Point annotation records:
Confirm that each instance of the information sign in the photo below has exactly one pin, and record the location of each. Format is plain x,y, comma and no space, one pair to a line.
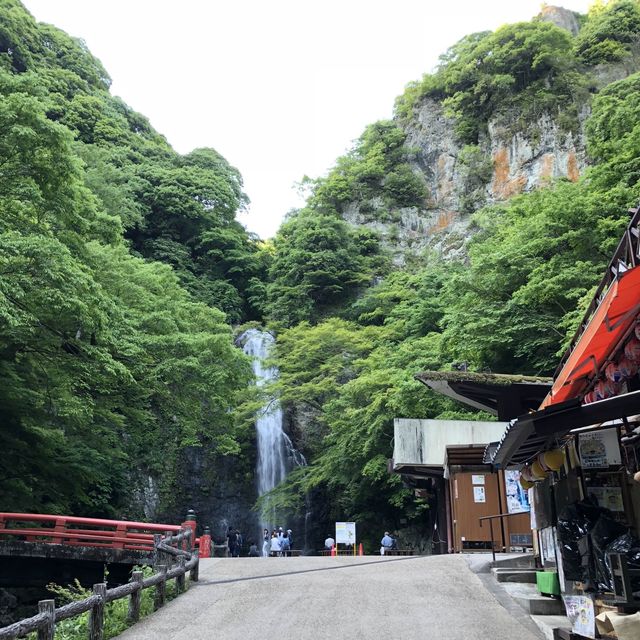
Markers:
345,532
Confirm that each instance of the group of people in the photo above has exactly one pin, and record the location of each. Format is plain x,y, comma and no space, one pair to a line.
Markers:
277,544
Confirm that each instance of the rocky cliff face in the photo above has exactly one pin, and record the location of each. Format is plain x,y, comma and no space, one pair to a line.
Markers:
509,159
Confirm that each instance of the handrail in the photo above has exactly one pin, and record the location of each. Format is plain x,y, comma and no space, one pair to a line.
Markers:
71,530
44,621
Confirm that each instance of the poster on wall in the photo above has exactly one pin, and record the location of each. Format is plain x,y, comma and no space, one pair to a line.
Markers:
346,533
517,497
599,449
479,494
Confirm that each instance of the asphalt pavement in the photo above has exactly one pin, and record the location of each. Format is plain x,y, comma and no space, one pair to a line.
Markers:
313,598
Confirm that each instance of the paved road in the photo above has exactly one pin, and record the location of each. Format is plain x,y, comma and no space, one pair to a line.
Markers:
315,598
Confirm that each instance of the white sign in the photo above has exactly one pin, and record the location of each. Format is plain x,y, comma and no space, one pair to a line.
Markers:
580,612
599,449
345,532
517,497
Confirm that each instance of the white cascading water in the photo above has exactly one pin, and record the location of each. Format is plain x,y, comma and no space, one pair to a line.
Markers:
276,454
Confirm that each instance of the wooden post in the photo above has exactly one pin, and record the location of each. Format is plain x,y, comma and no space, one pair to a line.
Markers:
191,523
205,544
133,614
96,615
180,582
167,558
48,629
161,588
195,571
158,555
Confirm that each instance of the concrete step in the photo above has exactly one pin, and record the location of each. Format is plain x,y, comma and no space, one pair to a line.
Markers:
527,596
506,574
548,624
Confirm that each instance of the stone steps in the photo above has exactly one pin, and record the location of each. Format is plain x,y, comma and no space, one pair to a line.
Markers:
506,574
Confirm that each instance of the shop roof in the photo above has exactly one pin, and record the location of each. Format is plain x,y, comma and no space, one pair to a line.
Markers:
607,323
425,446
503,395
532,433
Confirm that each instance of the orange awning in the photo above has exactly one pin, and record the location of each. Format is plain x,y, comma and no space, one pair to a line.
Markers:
608,325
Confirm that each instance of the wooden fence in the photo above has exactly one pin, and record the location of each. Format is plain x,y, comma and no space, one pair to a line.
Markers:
167,548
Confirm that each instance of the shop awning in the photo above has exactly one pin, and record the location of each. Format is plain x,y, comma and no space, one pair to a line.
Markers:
603,334
532,433
505,396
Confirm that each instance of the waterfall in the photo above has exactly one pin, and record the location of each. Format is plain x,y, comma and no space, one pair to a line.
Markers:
276,454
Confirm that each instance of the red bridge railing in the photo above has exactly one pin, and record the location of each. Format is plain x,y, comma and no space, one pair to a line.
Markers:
94,532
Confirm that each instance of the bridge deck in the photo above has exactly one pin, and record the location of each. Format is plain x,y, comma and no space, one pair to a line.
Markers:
312,598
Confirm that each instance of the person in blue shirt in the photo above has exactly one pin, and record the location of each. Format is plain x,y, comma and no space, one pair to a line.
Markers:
387,543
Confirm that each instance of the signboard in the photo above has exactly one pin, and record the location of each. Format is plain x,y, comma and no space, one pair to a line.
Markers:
608,497
599,449
517,497
479,495
345,532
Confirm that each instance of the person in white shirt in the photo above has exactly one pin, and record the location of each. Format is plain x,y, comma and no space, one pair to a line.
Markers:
275,545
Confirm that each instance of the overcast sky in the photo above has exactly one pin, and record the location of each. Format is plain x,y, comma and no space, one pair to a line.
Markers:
280,87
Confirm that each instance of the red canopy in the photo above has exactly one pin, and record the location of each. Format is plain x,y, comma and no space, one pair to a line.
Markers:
608,325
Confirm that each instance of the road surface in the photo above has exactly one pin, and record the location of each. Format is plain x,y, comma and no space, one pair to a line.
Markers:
350,598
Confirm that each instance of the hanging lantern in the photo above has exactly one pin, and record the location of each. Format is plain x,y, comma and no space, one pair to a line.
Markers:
632,350
613,373
605,389
525,484
526,473
537,471
627,367
553,460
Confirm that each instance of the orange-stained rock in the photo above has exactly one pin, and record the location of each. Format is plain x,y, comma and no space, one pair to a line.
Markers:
548,162
572,167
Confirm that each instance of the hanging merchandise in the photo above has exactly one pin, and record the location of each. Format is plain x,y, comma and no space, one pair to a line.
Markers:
628,367
632,350
537,470
606,389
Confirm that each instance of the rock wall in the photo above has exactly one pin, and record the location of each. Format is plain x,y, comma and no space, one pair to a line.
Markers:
508,160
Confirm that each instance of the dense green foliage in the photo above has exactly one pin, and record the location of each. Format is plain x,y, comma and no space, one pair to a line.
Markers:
122,265
510,307
526,68
109,366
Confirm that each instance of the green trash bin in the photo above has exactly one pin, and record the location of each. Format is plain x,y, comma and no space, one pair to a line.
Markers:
548,583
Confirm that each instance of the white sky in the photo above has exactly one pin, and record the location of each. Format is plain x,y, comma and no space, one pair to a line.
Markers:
280,88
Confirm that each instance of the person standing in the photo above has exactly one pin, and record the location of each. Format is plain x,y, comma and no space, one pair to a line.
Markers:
285,546
386,543
275,545
231,541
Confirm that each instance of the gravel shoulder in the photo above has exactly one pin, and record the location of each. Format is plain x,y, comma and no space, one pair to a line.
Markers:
316,598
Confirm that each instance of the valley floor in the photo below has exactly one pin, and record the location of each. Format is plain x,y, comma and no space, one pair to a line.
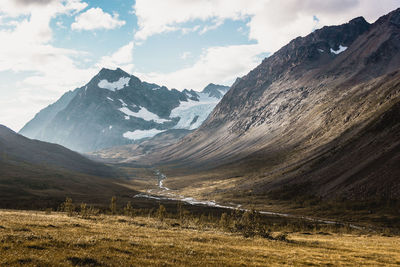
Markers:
36,238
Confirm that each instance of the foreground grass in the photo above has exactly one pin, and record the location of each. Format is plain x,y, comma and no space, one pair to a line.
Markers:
39,239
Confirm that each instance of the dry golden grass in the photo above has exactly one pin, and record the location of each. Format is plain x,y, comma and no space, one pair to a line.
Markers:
39,239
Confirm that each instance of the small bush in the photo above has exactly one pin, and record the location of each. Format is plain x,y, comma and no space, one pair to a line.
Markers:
161,212
128,210
113,205
68,206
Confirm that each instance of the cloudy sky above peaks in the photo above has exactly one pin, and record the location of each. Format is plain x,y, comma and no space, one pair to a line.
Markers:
48,47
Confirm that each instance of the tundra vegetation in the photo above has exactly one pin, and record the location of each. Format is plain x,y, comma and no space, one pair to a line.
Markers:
179,234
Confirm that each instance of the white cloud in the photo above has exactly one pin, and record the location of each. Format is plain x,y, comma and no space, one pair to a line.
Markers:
122,58
273,23
45,71
216,64
96,18
185,55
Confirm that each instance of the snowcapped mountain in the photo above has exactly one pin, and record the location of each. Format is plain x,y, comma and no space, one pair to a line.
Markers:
116,108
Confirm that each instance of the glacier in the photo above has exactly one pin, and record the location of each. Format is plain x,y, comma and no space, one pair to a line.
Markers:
114,86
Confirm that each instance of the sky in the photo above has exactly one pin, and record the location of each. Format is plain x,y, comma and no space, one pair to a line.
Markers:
48,47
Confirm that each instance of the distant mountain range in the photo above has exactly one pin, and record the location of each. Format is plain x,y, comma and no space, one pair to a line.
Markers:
39,175
320,117
116,108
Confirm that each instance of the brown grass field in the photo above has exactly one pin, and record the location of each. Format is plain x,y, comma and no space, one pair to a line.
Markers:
33,238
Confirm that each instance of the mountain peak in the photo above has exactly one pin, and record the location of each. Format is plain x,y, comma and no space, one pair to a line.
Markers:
391,18
106,73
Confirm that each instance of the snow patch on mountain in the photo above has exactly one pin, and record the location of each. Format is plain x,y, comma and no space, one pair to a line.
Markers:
118,85
189,110
140,134
340,50
143,113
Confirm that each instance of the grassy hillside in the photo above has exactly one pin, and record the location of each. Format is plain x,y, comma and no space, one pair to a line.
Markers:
36,238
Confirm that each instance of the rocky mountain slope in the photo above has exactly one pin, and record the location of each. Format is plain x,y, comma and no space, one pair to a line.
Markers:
116,108
318,117
36,174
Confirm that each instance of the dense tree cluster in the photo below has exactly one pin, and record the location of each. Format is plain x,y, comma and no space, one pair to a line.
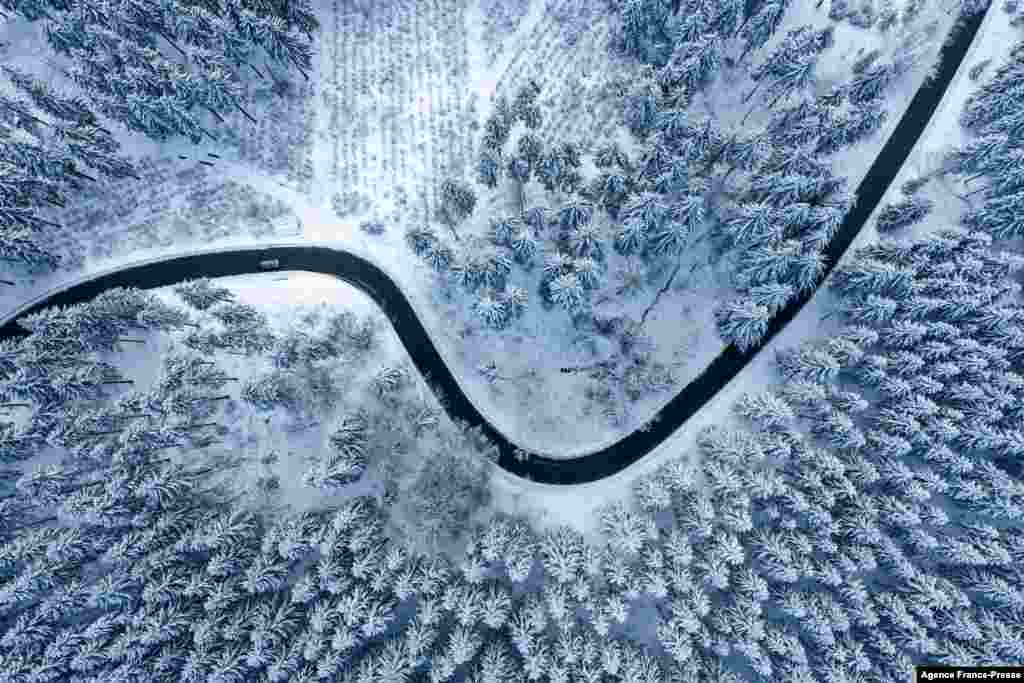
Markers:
150,66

• **Work instructions**
Output only the lines from the one that contains "Confirm that each instance of the grassy" to the end of the entries above, both end lines included, and drop the pictures.

• **Full output**
Confirm that each instance of the grassy hillside in the photo above has exactly one pin, and record the location of each. Format is plain x,y, comma and no space, one pair to a line.
Markers:
36,238
Confirm that each instance of the rocky mountain slope in the photo above has exactly one pin, and record the location of each. Format is plain x,y, comma and no space, one pair to a line.
Markers:
116,108
318,117
36,174
Confirm that each instance of the dense tree cluster in the photo below has exactly one pin, and record the location of each. Format is plain x,y, comma and no space, one pair to a line.
Markers:
150,66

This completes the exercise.